The exercise: Return the lines below exactly, starting with the line that contains "Task: annotate the white tent drape." and stopping after the last line.

+++ Information given +++

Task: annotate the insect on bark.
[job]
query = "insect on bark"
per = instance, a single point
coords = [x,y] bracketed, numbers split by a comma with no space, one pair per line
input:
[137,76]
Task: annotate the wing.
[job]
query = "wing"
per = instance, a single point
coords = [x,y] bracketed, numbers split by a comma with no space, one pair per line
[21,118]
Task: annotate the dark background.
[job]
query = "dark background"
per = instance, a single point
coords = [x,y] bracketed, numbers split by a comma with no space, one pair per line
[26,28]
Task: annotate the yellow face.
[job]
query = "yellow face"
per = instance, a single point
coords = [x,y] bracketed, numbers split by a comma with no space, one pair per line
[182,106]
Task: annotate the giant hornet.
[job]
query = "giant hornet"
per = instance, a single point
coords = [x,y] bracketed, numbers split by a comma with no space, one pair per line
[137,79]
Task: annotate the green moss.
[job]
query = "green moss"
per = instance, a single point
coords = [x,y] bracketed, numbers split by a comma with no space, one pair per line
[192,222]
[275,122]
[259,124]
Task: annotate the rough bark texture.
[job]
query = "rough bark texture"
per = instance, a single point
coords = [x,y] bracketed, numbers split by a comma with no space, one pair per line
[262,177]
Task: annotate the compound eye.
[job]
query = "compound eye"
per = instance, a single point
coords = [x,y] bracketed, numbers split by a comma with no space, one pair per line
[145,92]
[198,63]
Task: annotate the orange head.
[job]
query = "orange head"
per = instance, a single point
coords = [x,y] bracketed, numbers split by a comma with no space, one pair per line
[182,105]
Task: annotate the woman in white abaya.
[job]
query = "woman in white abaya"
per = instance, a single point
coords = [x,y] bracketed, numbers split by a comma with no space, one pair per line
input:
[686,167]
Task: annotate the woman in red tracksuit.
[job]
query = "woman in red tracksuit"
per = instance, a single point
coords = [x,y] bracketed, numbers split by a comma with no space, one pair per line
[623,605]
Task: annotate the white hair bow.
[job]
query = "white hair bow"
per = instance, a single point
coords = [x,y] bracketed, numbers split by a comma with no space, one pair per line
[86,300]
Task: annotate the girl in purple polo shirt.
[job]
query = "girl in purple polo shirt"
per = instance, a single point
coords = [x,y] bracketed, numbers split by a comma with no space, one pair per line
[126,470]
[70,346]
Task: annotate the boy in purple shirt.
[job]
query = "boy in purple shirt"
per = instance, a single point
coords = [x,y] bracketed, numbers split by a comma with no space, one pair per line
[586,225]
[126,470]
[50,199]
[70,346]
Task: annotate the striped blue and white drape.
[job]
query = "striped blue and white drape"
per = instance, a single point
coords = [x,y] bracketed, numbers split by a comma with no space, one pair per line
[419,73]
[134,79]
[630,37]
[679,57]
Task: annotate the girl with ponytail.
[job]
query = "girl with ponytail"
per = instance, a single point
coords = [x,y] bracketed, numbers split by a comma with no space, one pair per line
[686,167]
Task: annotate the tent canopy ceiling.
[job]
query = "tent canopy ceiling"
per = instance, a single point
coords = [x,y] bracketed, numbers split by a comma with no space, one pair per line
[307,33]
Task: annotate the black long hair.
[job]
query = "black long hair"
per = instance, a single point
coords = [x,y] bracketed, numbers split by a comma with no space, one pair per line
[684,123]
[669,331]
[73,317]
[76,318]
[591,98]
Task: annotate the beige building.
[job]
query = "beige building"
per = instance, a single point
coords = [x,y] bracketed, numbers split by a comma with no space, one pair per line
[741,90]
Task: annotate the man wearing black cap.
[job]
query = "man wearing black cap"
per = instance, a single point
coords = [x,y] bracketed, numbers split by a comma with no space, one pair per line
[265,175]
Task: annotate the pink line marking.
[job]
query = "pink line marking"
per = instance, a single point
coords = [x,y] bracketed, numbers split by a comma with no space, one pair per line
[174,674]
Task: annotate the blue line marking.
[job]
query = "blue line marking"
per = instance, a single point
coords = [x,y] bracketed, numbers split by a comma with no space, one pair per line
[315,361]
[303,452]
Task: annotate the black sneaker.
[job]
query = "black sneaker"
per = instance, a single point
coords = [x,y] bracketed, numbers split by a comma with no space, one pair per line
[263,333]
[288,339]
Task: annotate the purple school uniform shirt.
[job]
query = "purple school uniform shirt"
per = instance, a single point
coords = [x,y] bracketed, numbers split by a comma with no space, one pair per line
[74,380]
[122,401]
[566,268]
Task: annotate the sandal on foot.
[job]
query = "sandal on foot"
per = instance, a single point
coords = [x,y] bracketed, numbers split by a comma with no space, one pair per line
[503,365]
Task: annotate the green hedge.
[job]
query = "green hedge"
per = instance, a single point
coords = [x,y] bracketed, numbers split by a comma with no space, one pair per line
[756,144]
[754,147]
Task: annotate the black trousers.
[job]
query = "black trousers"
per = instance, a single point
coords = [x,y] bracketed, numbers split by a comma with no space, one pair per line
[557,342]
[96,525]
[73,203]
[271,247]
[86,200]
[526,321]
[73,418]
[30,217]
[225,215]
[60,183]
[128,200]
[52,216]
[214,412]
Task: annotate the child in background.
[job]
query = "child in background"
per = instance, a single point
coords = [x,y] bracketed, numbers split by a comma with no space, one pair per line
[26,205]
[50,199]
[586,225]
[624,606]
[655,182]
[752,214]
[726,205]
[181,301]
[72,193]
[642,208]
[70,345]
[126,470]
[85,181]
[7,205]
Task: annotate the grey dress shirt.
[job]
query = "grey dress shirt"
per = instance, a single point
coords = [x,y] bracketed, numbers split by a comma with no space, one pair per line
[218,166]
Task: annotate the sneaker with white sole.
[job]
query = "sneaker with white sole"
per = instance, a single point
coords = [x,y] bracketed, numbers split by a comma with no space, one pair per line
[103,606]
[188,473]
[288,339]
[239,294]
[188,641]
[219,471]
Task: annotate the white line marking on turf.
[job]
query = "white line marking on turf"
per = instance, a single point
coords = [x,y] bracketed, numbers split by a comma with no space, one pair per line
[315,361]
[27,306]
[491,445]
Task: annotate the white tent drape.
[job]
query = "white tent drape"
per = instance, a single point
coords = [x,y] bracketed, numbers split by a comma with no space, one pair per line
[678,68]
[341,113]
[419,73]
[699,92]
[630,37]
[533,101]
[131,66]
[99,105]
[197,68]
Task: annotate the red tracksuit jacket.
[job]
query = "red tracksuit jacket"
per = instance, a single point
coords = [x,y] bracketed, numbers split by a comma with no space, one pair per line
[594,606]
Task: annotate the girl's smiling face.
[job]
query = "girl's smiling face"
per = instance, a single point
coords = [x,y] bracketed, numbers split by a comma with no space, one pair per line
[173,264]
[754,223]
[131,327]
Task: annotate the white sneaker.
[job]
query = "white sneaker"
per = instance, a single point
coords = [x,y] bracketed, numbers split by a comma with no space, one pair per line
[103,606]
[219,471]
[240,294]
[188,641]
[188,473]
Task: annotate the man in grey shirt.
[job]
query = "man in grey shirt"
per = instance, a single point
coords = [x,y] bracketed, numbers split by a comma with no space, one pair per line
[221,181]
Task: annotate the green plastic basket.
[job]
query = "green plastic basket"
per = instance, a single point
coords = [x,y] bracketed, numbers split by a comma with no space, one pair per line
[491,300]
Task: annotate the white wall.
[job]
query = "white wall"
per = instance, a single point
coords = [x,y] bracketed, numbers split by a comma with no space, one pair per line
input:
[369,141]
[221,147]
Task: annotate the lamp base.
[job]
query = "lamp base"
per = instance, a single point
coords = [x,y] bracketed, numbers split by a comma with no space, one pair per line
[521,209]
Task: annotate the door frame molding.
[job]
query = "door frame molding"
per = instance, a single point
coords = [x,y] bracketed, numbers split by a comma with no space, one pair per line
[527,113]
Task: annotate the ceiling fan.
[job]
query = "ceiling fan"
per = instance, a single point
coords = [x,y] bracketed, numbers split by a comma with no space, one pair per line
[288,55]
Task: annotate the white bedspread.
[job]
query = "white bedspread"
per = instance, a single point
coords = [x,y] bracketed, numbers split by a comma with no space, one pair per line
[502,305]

+++

Exercise solution:
Task: annotate the white tent drape.
[job]
query = "white tent drape"
per = instance, a single point
coords = [x,y] bracketed, numbers split by a comma with no space, one pair per line
[678,68]
[341,113]
[419,73]
[699,92]
[630,37]
[533,101]
[131,66]
[99,105]
[197,68]
Task: annotate the red tracksuit jacket.
[job]
query = "red tracksuit jacket"
per = instance, a single point
coords = [x,y] bracketed, numbers split by a comma with no space, one pair per line
[594,606]
Task: annotate the girl's smiling face.
[job]
query = "girl's smiling face"
per = instance, a single point
coords = [x,y] bracketed, numbers split by a comma with no space, one pair per line
[173,264]
[754,223]
[131,327]
Task: annotate the white sneaker.
[job]
query = "white sneaker"
per = instance, a single point
coords = [x,y] bracketed, numbers split by a comma with no space, one pair per line
[103,606]
[219,471]
[240,294]
[188,641]
[188,473]
Task: annotate the man in grey shirt.
[job]
query = "man in grey shirt"
per = instance, a single point
coords = [x,y] bracketed, numbers split by a comma with no space, one pair per line
[221,181]
Task: annotate the green plastic basket.
[job]
query = "green plastic basket"
per = instance, a single point
coords = [x,y] bracketed, numbers split by a comma with no space, one pair per line
[491,300]
Task: annotate the white wall.
[job]
query = "white wall"
per = instance, a single point
coords = [x,y] bracketed, numbers split by a comma with no space, one pair per line
input:
[369,141]
[221,147]
Task: annotate the lamp base.
[job]
query = "lamp base"
per = instance, a single point
coords = [x,y] bracketed, numbers split by a comma with no space, one pair per line
[521,209]
Task: annotate the door frame molding.
[job]
query = "door frame molding"
per = instance, a single point
coords = [x,y] bracketed, numbers split by a comma with no space, one pair per line
[527,113]
Task: annotate the ceiling fan.
[job]
query = "ceiling fan"
per = instance, a single point
coords = [x,y] bracketed, numbers split by a comma with no space, one pair per line
[288,55]
Task: annotate the white bedspread.
[job]
query = "white bedspread"
per = instance, a single point
coords = [x,y] bracketed, numbers split by a comma with no space, one pair per line
[502,305]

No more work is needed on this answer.